=== Exercise materials ===

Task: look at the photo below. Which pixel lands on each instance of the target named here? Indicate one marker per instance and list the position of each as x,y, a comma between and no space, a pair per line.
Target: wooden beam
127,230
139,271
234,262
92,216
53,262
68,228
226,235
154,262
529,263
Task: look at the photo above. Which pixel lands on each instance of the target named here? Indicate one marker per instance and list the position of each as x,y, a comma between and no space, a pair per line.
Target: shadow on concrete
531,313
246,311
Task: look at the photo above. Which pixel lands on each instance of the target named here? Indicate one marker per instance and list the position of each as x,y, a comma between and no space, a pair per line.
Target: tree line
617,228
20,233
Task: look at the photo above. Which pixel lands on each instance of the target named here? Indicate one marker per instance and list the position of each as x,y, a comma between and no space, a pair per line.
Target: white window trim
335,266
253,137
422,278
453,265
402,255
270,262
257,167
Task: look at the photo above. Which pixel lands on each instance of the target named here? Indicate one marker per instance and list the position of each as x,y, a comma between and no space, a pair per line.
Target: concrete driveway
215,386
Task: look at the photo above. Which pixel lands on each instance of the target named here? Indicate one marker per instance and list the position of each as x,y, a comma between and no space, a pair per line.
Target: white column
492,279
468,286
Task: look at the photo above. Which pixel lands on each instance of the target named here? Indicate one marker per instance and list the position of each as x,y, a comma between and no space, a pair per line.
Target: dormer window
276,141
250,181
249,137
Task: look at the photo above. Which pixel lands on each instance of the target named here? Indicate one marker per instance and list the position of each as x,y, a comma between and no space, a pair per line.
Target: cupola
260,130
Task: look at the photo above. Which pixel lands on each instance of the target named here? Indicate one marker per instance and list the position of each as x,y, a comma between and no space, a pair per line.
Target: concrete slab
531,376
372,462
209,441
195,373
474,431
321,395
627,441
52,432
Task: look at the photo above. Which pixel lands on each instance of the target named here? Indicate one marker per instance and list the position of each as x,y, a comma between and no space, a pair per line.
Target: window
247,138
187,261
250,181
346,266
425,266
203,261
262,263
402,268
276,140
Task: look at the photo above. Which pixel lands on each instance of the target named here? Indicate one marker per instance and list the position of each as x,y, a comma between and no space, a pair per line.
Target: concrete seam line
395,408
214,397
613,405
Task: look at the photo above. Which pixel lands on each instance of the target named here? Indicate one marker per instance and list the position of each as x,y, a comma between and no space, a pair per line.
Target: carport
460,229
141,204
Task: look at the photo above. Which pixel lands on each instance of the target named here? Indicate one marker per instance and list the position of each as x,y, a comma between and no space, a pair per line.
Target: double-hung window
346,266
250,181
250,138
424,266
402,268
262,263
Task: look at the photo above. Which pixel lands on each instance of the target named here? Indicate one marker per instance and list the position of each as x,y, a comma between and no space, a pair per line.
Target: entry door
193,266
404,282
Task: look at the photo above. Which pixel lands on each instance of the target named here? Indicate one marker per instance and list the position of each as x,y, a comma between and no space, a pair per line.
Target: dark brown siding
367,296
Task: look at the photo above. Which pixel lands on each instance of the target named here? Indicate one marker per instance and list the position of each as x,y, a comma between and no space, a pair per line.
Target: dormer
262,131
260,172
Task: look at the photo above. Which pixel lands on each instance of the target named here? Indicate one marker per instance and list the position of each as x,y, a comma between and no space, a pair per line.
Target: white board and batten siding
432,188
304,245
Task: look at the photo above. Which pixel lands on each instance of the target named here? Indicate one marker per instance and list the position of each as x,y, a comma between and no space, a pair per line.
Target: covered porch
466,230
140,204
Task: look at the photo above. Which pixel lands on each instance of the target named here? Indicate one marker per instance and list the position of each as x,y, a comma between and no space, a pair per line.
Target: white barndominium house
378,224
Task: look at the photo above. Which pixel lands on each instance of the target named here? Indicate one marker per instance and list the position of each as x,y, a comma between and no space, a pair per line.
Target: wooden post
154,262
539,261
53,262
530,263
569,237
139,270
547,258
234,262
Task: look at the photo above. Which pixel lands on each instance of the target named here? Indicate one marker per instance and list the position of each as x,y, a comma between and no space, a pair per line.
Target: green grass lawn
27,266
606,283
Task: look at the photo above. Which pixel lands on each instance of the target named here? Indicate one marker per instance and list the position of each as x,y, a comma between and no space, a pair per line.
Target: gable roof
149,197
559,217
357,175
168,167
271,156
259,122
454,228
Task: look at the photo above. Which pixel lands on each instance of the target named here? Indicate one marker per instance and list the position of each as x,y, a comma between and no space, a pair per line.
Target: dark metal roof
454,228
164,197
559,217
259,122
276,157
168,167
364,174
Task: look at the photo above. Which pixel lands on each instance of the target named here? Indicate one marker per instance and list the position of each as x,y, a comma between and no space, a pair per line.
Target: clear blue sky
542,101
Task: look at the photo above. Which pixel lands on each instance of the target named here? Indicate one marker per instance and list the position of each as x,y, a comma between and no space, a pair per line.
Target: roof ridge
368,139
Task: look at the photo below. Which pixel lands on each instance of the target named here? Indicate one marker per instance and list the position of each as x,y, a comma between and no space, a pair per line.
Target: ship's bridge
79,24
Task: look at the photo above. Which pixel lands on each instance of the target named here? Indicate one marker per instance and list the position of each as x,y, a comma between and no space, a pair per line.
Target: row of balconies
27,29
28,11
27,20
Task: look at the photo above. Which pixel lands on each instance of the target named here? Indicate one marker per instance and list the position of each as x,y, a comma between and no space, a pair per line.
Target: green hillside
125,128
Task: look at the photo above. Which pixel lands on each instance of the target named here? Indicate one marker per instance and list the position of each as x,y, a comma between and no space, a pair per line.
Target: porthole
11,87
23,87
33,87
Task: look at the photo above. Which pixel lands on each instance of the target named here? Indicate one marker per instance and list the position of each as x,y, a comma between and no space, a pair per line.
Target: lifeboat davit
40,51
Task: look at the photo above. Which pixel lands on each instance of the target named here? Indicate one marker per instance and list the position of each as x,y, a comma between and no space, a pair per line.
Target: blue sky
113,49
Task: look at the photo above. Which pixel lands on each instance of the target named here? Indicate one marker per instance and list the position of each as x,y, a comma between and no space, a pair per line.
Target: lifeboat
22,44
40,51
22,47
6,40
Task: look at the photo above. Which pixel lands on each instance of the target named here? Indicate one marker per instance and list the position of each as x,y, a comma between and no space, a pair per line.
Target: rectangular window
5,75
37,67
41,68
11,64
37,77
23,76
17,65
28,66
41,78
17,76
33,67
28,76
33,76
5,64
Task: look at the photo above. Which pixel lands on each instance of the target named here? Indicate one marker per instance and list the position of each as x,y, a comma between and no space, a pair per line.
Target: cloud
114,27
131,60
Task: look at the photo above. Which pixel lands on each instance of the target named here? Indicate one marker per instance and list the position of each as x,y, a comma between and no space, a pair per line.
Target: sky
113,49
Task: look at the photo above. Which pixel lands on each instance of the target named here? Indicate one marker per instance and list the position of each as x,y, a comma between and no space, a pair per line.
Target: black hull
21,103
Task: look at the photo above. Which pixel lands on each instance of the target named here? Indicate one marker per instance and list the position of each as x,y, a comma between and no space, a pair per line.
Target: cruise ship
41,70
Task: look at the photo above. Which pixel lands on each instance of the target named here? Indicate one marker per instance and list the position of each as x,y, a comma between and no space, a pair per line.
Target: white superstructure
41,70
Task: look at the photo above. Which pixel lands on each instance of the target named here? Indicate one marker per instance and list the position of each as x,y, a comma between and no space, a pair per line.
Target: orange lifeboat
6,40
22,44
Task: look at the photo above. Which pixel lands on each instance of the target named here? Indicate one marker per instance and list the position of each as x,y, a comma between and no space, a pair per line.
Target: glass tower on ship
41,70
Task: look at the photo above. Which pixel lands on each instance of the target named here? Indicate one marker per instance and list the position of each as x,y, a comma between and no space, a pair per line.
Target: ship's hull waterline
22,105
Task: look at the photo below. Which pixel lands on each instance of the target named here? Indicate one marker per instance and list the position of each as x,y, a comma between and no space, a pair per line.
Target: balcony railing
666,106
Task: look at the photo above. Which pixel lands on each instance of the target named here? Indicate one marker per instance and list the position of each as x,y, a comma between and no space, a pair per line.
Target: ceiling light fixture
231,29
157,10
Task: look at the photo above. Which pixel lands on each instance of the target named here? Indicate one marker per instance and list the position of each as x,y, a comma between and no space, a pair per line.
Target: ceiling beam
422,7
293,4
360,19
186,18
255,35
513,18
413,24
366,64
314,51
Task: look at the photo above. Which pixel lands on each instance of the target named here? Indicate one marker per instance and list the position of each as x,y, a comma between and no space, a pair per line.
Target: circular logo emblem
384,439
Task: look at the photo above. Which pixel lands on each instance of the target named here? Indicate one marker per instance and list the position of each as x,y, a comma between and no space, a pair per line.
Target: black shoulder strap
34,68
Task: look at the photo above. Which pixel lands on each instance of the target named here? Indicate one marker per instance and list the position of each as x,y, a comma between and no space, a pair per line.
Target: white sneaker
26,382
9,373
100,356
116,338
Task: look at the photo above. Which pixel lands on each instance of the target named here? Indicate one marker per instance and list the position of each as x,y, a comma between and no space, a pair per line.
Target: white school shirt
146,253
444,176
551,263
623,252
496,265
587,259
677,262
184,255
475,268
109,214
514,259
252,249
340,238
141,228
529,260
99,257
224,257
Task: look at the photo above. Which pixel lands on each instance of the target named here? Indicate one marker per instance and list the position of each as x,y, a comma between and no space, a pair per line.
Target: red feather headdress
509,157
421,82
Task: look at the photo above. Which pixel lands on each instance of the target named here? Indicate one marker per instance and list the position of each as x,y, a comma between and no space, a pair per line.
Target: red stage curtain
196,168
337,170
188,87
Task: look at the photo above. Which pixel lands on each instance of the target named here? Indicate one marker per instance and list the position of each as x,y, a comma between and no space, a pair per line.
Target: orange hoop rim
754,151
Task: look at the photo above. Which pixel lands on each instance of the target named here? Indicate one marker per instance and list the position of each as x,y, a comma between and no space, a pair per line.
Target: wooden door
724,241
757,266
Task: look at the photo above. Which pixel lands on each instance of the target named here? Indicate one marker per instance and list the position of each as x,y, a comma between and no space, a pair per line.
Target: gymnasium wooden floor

===

Show each line from the items above that contains the string "black", copied in full. Matching is case-sensitive.

Response for this exercise:
Target: black hull
Target: black shoulder strap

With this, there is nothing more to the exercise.